What to work on> Once the pictures are removed, return each record below exactly as written.

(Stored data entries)

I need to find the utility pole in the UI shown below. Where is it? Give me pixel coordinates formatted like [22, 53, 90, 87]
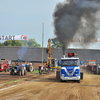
[42, 23, 44, 66]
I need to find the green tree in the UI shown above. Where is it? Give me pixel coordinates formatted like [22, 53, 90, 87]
[1, 39, 41, 47]
[0, 42, 4, 46]
[3, 40, 22, 46]
[21, 40, 28, 47]
[27, 39, 41, 47]
[51, 38, 62, 48]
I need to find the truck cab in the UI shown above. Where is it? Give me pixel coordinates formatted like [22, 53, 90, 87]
[59, 53, 83, 83]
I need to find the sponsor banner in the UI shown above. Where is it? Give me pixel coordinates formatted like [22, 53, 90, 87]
[70, 38, 100, 42]
[0, 35, 28, 40]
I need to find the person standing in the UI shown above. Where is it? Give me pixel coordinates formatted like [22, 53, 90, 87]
[39, 64, 42, 75]
[41, 65, 44, 73]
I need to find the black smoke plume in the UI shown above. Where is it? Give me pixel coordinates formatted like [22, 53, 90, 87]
[53, 0, 100, 55]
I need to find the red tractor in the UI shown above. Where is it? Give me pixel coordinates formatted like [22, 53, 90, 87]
[86, 60, 98, 73]
[0, 59, 9, 72]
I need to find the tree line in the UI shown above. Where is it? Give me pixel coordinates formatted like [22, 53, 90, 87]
[0, 38, 62, 48]
[0, 39, 41, 47]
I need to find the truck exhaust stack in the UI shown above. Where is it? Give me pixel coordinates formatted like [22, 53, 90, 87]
[63, 49, 65, 58]
[63, 55, 65, 58]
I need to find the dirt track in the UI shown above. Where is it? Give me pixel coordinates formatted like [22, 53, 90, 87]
[0, 72, 38, 84]
[0, 72, 100, 100]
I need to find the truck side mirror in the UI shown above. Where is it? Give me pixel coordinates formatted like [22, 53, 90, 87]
[58, 61, 60, 66]
[80, 61, 82, 65]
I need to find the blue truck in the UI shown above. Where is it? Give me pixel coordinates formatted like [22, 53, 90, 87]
[57, 53, 83, 83]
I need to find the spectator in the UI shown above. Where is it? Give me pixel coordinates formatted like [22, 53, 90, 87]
[39, 64, 42, 75]
[41, 65, 44, 73]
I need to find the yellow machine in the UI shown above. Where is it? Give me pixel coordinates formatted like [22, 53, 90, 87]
[44, 38, 58, 69]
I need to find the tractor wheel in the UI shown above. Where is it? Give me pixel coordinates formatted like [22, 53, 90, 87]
[29, 66, 33, 72]
[10, 72, 12, 75]
[7, 67, 10, 72]
[28, 65, 30, 72]
[24, 70, 27, 75]
[27, 65, 30, 72]
[26, 65, 28, 71]
[94, 71, 97, 74]
[27, 65, 33, 72]
[77, 79, 80, 83]
[21, 67, 24, 76]
[10, 69, 14, 75]
[19, 70, 21, 76]
[5, 69, 7, 72]
[98, 68, 100, 74]
[10, 70, 13, 75]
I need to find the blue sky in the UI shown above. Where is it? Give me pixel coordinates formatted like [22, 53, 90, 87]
[0, 0, 100, 49]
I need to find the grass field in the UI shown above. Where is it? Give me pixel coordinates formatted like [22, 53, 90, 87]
[28, 70, 39, 74]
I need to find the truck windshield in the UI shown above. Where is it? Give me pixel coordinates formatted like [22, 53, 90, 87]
[61, 59, 79, 66]
[89, 61, 96, 65]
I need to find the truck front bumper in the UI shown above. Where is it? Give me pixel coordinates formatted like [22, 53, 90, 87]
[60, 76, 80, 80]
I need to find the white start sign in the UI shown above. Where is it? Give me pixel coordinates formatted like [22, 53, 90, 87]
[0, 35, 28, 40]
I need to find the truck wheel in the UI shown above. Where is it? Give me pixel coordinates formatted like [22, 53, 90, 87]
[80, 73, 83, 80]
[77, 79, 80, 83]
[21, 67, 24, 76]
[19, 70, 21, 76]
[60, 79, 65, 82]
[60, 79, 63, 82]
[97, 68, 98, 74]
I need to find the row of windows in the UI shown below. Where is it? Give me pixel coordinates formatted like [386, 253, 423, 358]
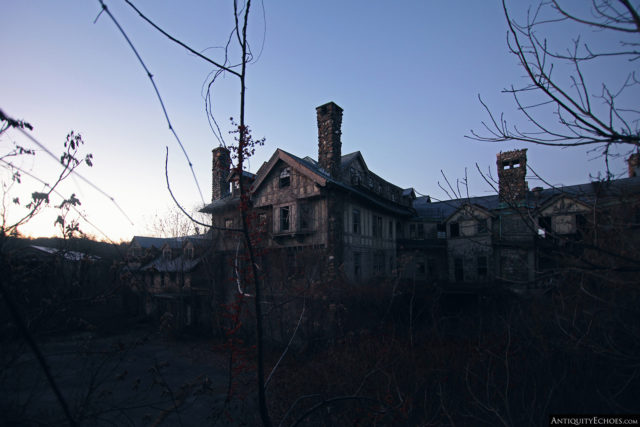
[279, 204, 313, 232]
[350, 167, 400, 202]
[352, 251, 395, 279]
[449, 219, 488, 238]
[351, 209, 394, 238]
[453, 256, 488, 282]
[162, 246, 195, 260]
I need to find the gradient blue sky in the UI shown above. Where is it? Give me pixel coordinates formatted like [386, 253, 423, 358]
[1, 1, 634, 241]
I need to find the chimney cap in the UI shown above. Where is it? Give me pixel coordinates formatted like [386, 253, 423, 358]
[316, 101, 343, 113]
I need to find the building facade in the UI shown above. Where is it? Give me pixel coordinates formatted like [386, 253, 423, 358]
[126, 102, 640, 330]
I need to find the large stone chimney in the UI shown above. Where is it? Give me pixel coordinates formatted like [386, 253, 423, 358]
[212, 146, 231, 201]
[497, 149, 528, 203]
[317, 102, 343, 179]
[628, 153, 640, 178]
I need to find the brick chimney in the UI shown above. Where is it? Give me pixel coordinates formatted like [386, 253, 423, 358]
[628, 153, 640, 178]
[317, 102, 343, 179]
[212, 146, 231, 201]
[497, 149, 528, 202]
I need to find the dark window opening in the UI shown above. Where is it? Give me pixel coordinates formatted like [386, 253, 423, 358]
[389, 220, 393, 238]
[539, 216, 552, 234]
[374, 251, 385, 275]
[409, 223, 416, 239]
[450, 223, 460, 237]
[477, 219, 488, 234]
[279, 168, 291, 188]
[576, 214, 587, 240]
[417, 223, 425, 239]
[428, 258, 437, 277]
[280, 206, 290, 231]
[417, 259, 426, 275]
[396, 221, 403, 238]
[225, 218, 234, 229]
[454, 258, 464, 282]
[300, 204, 312, 230]
[354, 252, 361, 279]
[184, 247, 194, 259]
[350, 168, 361, 185]
[373, 215, 382, 238]
[352, 209, 361, 234]
[477, 256, 488, 278]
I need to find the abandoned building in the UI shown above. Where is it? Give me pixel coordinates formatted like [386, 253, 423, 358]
[125, 101, 640, 328]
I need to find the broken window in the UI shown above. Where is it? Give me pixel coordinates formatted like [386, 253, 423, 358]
[450, 222, 460, 237]
[280, 206, 290, 231]
[352, 209, 361, 234]
[279, 168, 291, 188]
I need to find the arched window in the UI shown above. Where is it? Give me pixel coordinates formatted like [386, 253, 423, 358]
[279, 168, 291, 187]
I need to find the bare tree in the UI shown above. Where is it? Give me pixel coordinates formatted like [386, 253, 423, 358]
[471, 0, 640, 172]
[145, 206, 209, 238]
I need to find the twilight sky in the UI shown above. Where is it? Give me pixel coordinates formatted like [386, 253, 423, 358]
[1, 1, 635, 241]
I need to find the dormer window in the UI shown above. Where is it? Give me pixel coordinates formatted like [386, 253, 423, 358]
[184, 246, 194, 259]
[163, 247, 171, 260]
[350, 167, 361, 185]
[279, 168, 291, 188]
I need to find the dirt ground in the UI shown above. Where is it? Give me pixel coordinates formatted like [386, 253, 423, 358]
[1, 327, 259, 426]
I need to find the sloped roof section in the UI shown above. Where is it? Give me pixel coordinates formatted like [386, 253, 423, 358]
[414, 176, 640, 221]
[200, 192, 239, 213]
[141, 255, 203, 273]
[131, 234, 211, 250]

Task result>
I need to find the utility pole in the UI shown below. Where is it? Give me pixel coordinates formatted like [22, 53, 90, 87]
[42, 23, 44, 66]
I need to find the green tree in the UI shown above. Where is it? Give me pixel coordinates formatted like [22, 53, 90, 87]
[1, 39, 41, 47]
[0, 42, 4, 46]
[3, 40, 22, 46]
[21, 40, 28, 47]
[27, 39, 41, 47]
[51, 38, 62, 48]
I need to find the truck cab in the UI shown above. Where is it? Give me pixel coordinates formatted like [22, 53, 90, 87]
[59, 53, 83, 83]
I need to find the sponsor banner in the UI shown above. Where is it? Give me pixel coordinates formatted like [22, 53, 90, 87]
[70, 38, 100, 42]
[0, 35, 28, 40]
I need to find the person standing in the UI shown above. Where is it? Give me pixel coordinates formatted like [22, 53, 90, 87]
[39, 64, 42, 75]
[41, 65, 44, 73]
I need to find the black smoke plume in the UI shown above. Where is it? Give me pixel coordinates formatted like [22, 53, 90, 87]
[53, 0, 100, 55]
I need to find the red tractor in the UI shown above. Where is it? Give me pixel coordinates formatted like [22, 53, 90, 87]
[86, 60, 98, 73]
[0, 59, 9, 72]
I need to find the tree line in the UI shown above. Where is it? Give me pixel coordinates formatted like [22, 53, 90, 87]
[0, 38, 62, 48]
[0, 39, 41, 47]
I need to find the truck exhaust stack in the UI shown above. Where is it? Give me pixel coordinates formatted like [22, 53, 90, 87]
[63, 49, 65, 58]
[63, 55, 65, 58]
I need to find the dirt track in the UI shown above. Where is it? Give me pixel coordinates formatted like [22, 53, 90, 87]
[0, 72, 38, 84]
[0, 72, 100, 100]
I need to find the truck side mirror in the UI shown above. Where is it? Give me pixel coordinates formatted like [22, 53, 90, 87]
[58, 61, 60, 66]
[80, 61, 82, 65]
I need to find the blue truck in the UI shown above. Where is it? Give me pixel coordinates formatted like [22, 53, 90, 87]
[57, 53, 83, 83]
I need to find the spectator in the UI shown above. Where is it? Give me pixel coordinates formatted like [22, 53, 90, 87]
[39, 64, 42, 75]
[41, 65, 44, 73]
I need to find the yellow machine in the UI shown above. Where is it? Give me pixel coordinates formatted like [22, 53, 90, 87]
[44, 38, 58, 69]
I need to find the tractor wheel in the UI shown above. Where is it? Give me pixel coordinates formatted like [22, 53, 90, 87]
[29, 66, 33, 72]
[10, 72, 12, 75]
[7, 67, 10, 72]
[28, 65, 30, 72]
[24, 70, 27, 75]
[27, 65, 30, 72]
[26, 65, 28, 71]
[94, 71, 97, 74]
[27, 65, 33, 72]
[77, 79, 80, 83]
[21, 67, 24, 76]
[10, 69, 14, 75]
[19, 70, 21, 76]
[5, 69, 7, 72]
[98, 68, 100, 74]
[10, 70, 13, 75]
I need to find the blue sky in the UI shown above. Where is it? Give me pixel coordinates formatted like [22, 53, 90, 87]
[0, 0, 100, 49]
I need to find the grass field in the UI shown above. Where is it? Give me pixel coordinates formatted like [22, 53, 90, 87]
[28, 70, 39, 74]
I need to find the truck windshield in the UI shown above. Where is it? Give me pixel coordinates formatted like [22, 53, 90, 87]
[61, 59, 79, 66]
[89, 61, 96, 65]
I need to find the truck front bumper in the UI shown above. Where is it? Give me pixel coordinates formatted like [22, 53, 90, 87]
[60, 76, 80, 80]
I need to find the white start sign in the UI shown above. Where is it? Give me pixel coordinates formatted like [22, 53, 90, 87]
[0, 35, 28, 40]
I need to find the truck wheel in the UI shown above. Where is it? Give me pixel coordinates formatted like [22, 53, 90, 87]
[80, 73, 83, 80]
[77, 79, 80, 83]
[21, 67, 24, 76]
[19, 70, 21, 76]
[60, 79, 65, 82]
[60, 79, 63, 82]
[97, 68, 98, 74]
I need to find the row of windows in the UI shown below. Where is it? Give me pixel coordinates formatted like [386, 253, 423, 358]
[279, 204, 313, 232]
[350, 167, 400, 202]
[352, 251, 395, 279]
[449, 219, 488, 238]
[351, 209, 394, 238]
[453, 256, 488, 282]
[162, 246, 195, 260]
I need to find the gradient blue sky in the UI shown above. Where is it? Give me pixel coordinates formatted like [386, 253, 423, 358]
[1, 1, 634, 241]
I need to find the chimney cap in the UI shown above. Where is it? Give me pixel coordinates formatted like [386, 253, 423, 358]
[316, 101, 343, 113]
I need to find the building facade in the UI shown above. Where is it? Give me pixel coordinates formatted like [386, 253, 423, 358]
[126, 102, 640, 330]
I need to find the large stone chimney in the UI shown above. Where is it? Give me pixel coordinates formatted like [386, 253, 423, 358]
[212, 146, 231, 201]
[497, 149, 528, 203]
[317, 102, 343, 179]
[628, 153, 640, 178]
I need to find the brick chimney in the UI shown above. Where is it? Give me pixel coordinates formatted like [386, 253, 423, 358]
[628, 153, 640, 178]
[317, 102, 343, 179]
[212, 146, 231, 201]
[497, 149, 528, 202]
I need to find the dark window opening in the UI shown above. Where is it? Give me pixel coordinates formatted like [386, 253, 423, 358]
[389, 220, 393, 238]
[539, 216, 552, 234]
[374, 251, 385, 275]
[409, 223, 416, 239]
[450, 223, 460, 237]
[477, 219, 488, 234]
[279, 168, 291, 188]
[576, 214, 587, 240]
[417, 223, 425, 239]
[428, 258, 437, 277]
[280, 206, 290, 231]
[417, 259, 426, 275]
[396, 221, 403, 238]
[225, 218, 234, 229]
[454, 258, 464, 282]
[300, 204, 312, 230]
[354, 252, 361, 279]
[184, 247, 194, 259]
[350, 168, 361, 185]
[373, 215, 382, 238]
[352, 209, 361, 234]
[477, 256, 488, 278]
I need to find the abandoned building in the UI shown above. Where is it? Give me pixel coordinates formatted like [386, 253, 423, 358]
[125, 101, 640, 328]
I need to find the broken window in the UI shown above. Where is it? Give me pixel coordinates formatted like [386, 253, 423, 358]
[450, 222, 460, 237]
[280, 206, 290, 231]
[352, 209, 361, 234]
[279, 168, 291, 188]
I need to find the arched window in the UI shown above. Where is it? Give me pixel coordinates formatted like [386, 253, 423, 358]
[279, 168, 291, 187]
I need to find the bare tree in the UI shown above. Where is it? Give me pixel coordinates formatted like [386, 253, 423, 358]
[471, 0, 640, 172]
[145, 206, 209, 238]
I need to find the twilight sky in the UI shown above. Where is it? Give me pixel coordinates formatted like [386, 253, 423, 358]
[1, 1, 635, 241]
I need to find the dormer window in the UI shown above. Where is it? Give me pixel coordinates formatted like [386, 253, 423, 358]
[184, 246, 194, 259]
[163, 247, 171, 260]
[350, 167, 361, 185]
[279, 168, 291, 188]
I need to find the dirt ground in the UI shown above. Where is it? Give me pixel coordinates formatted like [386, 253, 423, 358]
[1, 327, 259, 426]
I need to find the sloped roof section in the UI shown above. Where is it? Give me pixel coordinates formatted like [386, 253, 423, 358]
[414, 176, 640, 221]
[200, 192, 239, 213]
[141, 255, 203, 273]
[131, 234, 211, 250]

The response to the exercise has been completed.